**INSTRUCTION**
Can you extract each line in the data below that contains the string "crumpled"?

**SUPPLIED MATERIAL**
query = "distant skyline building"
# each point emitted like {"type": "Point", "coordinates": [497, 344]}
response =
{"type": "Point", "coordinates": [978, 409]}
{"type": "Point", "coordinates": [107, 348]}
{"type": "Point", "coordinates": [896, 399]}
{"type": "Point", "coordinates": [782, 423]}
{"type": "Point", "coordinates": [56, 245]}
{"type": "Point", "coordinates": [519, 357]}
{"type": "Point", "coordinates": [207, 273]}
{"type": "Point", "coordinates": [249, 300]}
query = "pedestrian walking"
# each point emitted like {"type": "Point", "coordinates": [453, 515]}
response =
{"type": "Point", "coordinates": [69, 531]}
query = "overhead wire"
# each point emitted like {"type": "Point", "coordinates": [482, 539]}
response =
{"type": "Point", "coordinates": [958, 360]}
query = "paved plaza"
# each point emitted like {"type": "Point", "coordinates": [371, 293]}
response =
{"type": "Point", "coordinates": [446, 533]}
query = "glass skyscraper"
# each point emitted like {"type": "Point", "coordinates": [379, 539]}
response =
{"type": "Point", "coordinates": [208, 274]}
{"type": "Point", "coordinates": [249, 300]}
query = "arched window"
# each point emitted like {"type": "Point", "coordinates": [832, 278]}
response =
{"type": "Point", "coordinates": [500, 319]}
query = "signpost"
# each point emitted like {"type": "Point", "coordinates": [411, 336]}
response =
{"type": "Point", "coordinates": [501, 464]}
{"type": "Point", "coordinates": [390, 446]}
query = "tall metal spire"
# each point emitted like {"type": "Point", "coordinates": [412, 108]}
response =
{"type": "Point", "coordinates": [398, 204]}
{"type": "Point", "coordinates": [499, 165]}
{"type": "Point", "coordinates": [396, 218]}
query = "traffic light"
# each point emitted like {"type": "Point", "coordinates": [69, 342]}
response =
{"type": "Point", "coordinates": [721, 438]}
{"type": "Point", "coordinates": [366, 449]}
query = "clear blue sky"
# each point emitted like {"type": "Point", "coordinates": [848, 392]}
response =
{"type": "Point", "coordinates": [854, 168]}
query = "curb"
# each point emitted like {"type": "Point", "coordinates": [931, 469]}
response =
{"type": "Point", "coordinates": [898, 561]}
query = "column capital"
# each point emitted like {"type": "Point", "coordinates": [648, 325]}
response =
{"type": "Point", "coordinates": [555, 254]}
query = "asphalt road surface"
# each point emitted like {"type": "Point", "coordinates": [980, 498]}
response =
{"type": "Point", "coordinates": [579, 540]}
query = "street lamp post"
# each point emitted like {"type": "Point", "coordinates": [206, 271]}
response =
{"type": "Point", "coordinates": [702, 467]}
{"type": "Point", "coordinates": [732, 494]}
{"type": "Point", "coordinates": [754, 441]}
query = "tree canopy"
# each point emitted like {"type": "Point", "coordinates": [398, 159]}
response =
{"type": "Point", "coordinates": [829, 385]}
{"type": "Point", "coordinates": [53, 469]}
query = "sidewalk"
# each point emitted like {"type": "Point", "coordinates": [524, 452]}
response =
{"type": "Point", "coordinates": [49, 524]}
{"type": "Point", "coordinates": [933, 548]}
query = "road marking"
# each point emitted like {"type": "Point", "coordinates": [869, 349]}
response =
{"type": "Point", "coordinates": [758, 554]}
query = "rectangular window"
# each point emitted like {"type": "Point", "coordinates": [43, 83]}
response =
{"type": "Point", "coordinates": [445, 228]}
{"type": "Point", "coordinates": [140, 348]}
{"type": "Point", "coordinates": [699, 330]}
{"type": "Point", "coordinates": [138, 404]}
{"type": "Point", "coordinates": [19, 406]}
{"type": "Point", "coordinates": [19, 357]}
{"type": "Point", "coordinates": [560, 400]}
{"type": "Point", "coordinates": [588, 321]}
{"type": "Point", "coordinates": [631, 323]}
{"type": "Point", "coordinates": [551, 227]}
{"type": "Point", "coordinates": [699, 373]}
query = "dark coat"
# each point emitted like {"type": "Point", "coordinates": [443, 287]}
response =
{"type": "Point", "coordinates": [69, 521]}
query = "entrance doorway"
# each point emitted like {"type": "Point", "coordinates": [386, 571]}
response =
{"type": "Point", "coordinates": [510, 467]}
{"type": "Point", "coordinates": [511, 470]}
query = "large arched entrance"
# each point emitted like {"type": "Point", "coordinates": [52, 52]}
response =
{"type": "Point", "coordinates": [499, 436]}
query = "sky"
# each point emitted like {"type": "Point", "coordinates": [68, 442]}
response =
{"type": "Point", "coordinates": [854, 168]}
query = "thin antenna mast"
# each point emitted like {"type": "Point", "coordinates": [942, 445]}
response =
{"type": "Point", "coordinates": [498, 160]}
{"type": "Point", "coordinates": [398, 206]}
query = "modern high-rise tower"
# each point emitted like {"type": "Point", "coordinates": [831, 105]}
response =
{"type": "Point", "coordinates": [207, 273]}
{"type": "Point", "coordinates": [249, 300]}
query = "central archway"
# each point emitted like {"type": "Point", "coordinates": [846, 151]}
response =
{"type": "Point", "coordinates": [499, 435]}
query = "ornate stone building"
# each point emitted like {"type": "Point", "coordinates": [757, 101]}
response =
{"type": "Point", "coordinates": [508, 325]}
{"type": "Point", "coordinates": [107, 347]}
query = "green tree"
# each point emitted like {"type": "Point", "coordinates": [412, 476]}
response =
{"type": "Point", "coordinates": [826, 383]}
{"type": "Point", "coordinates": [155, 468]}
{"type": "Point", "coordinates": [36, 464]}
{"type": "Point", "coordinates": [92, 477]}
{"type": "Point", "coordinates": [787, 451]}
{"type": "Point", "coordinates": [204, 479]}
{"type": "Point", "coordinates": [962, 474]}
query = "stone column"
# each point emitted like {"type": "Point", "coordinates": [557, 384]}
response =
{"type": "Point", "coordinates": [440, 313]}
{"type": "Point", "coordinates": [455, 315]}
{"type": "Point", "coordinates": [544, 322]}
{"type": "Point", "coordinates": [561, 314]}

==

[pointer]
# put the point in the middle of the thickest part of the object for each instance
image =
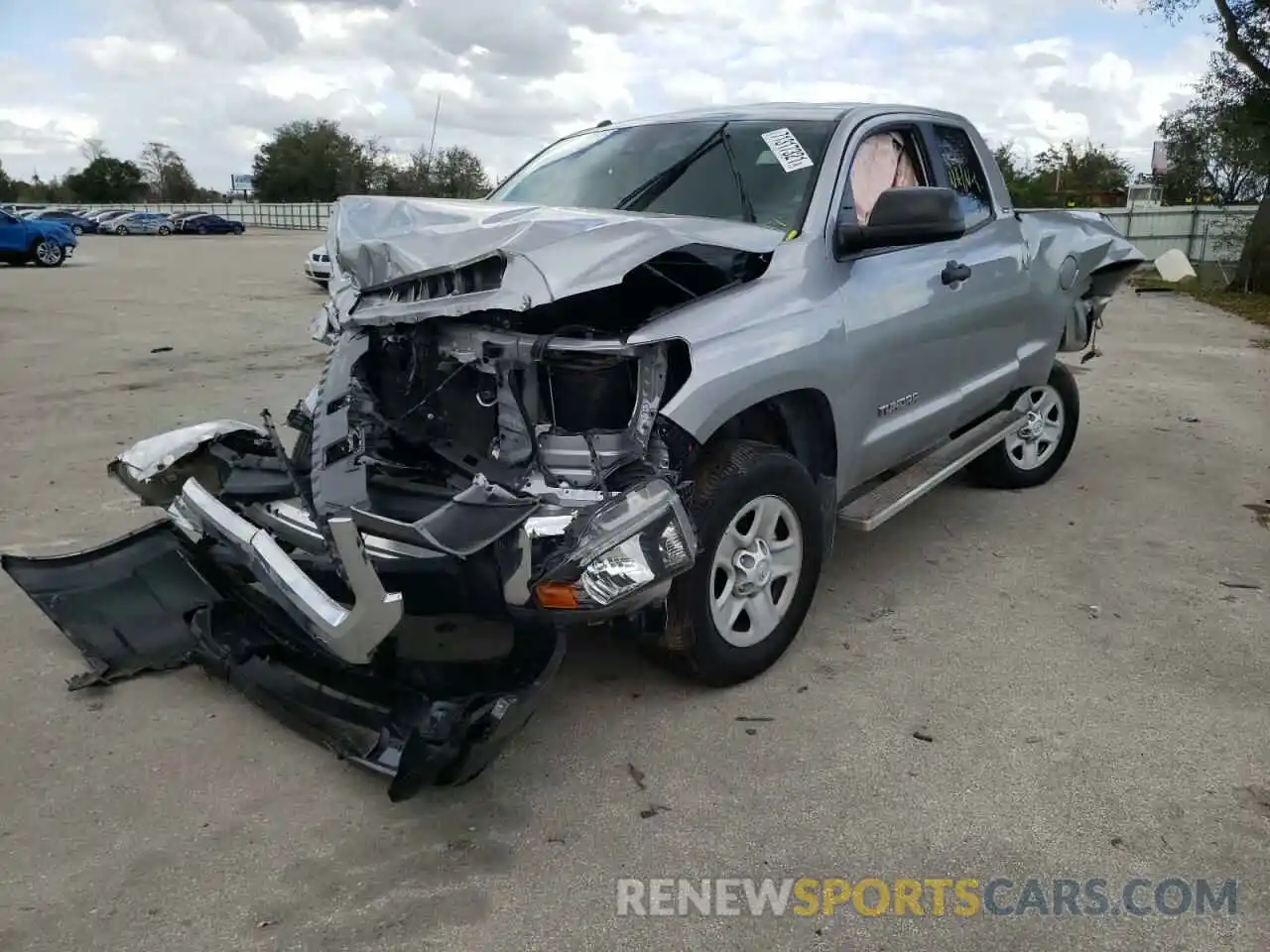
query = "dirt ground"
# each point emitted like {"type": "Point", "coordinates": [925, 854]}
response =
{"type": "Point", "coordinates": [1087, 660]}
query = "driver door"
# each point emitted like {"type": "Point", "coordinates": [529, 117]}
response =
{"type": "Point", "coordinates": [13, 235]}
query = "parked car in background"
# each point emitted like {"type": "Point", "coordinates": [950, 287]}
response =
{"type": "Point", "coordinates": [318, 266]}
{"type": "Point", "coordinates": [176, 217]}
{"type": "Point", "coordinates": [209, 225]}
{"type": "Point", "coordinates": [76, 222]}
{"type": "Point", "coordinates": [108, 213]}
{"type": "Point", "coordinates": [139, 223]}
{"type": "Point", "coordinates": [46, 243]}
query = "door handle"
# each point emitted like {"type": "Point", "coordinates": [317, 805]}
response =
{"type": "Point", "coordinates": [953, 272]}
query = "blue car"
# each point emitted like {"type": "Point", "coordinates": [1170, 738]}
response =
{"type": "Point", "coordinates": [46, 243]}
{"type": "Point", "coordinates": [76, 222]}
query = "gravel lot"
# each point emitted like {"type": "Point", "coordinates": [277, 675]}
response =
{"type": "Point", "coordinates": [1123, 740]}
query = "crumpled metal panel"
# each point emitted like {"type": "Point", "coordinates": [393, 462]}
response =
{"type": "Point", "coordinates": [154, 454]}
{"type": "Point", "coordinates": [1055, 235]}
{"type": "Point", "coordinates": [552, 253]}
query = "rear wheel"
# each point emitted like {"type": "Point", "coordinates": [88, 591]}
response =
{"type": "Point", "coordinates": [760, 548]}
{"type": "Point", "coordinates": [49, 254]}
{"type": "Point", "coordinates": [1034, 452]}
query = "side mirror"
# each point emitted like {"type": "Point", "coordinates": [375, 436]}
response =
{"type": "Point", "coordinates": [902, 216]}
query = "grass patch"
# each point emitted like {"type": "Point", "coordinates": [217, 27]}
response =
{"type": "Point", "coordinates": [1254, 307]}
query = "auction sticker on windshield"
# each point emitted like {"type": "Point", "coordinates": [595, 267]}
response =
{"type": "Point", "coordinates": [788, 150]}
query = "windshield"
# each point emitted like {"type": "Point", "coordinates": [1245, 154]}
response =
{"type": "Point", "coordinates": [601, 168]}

--

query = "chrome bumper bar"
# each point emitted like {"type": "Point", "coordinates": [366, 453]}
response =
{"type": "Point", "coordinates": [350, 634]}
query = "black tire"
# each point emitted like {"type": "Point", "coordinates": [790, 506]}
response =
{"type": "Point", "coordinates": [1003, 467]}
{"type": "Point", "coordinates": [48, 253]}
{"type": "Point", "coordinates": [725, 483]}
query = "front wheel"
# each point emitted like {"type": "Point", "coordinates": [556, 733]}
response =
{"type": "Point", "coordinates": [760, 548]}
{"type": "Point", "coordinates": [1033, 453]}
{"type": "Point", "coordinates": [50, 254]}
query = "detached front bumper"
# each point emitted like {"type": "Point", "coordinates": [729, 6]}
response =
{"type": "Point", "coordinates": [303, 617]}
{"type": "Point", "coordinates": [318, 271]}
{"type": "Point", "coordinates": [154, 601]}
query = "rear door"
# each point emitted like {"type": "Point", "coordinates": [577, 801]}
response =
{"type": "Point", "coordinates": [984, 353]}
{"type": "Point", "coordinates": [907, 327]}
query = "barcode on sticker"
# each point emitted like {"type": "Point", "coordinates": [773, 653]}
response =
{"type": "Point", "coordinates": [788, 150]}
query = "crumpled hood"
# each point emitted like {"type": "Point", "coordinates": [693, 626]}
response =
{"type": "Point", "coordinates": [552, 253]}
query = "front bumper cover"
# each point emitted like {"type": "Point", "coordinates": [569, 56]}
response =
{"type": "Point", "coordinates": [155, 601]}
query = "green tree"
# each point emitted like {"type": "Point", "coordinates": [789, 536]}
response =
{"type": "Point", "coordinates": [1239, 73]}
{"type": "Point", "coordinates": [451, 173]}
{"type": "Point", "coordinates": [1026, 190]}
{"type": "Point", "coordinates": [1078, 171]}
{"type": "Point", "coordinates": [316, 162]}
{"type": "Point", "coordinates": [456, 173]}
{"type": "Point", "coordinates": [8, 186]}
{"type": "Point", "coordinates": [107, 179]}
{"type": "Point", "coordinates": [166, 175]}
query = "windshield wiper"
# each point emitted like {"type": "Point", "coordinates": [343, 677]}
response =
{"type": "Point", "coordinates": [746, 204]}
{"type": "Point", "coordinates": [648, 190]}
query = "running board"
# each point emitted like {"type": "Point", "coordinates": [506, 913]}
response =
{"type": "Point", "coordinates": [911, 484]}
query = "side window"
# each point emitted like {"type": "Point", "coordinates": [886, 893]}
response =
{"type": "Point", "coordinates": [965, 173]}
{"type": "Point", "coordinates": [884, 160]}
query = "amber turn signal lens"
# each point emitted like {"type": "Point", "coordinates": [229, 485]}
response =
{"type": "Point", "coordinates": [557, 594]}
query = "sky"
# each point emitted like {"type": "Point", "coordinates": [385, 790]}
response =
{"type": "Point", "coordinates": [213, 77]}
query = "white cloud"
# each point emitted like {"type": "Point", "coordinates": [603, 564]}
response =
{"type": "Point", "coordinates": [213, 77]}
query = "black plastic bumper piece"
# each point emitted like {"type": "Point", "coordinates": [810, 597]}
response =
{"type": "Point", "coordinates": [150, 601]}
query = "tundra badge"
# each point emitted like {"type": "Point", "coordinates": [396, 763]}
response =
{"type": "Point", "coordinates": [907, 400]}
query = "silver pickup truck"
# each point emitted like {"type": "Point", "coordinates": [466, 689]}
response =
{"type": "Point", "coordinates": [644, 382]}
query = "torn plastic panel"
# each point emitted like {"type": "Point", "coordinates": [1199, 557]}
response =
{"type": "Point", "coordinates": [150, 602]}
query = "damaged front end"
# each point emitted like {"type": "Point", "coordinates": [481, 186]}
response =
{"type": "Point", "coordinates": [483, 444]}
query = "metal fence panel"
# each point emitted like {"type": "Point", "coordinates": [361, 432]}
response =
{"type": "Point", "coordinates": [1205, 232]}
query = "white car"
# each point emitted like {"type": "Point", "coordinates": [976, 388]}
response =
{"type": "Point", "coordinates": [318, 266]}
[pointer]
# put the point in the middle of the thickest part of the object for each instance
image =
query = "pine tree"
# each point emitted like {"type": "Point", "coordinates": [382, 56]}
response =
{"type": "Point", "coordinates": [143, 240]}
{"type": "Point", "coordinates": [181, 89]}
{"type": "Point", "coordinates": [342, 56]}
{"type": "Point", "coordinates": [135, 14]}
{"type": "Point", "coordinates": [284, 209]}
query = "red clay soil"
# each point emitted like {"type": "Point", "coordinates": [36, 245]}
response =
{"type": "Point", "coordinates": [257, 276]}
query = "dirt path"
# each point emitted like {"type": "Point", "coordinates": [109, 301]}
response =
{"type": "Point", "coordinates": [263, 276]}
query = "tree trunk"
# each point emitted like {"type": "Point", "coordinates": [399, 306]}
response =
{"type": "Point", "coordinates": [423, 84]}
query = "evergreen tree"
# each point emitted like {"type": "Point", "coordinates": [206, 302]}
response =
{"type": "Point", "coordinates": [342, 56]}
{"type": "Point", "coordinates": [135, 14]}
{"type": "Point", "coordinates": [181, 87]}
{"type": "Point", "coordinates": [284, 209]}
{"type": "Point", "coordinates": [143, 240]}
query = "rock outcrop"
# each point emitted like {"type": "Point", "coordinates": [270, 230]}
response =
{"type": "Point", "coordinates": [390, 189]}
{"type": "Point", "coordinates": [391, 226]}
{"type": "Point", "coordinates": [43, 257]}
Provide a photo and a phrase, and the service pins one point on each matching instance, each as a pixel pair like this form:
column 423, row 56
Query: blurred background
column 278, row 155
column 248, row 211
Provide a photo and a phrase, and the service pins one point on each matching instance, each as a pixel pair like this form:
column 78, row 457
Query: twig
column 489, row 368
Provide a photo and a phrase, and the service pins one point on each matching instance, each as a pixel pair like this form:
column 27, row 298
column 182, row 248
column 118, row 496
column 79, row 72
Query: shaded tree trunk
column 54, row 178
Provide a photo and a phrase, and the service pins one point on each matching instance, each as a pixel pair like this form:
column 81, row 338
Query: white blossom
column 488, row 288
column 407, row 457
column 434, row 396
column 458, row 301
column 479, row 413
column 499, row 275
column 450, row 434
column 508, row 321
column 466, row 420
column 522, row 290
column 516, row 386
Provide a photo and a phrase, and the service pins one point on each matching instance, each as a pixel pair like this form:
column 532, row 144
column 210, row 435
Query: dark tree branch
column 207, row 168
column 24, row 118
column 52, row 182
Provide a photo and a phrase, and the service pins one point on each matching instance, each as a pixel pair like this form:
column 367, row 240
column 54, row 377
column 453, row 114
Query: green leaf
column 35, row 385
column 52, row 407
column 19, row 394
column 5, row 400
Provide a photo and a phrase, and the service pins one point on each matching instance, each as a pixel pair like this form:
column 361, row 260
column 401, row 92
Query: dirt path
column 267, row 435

**FULL RESPONSE**
query = "crumpled metal panel"
query = "crumpled hood"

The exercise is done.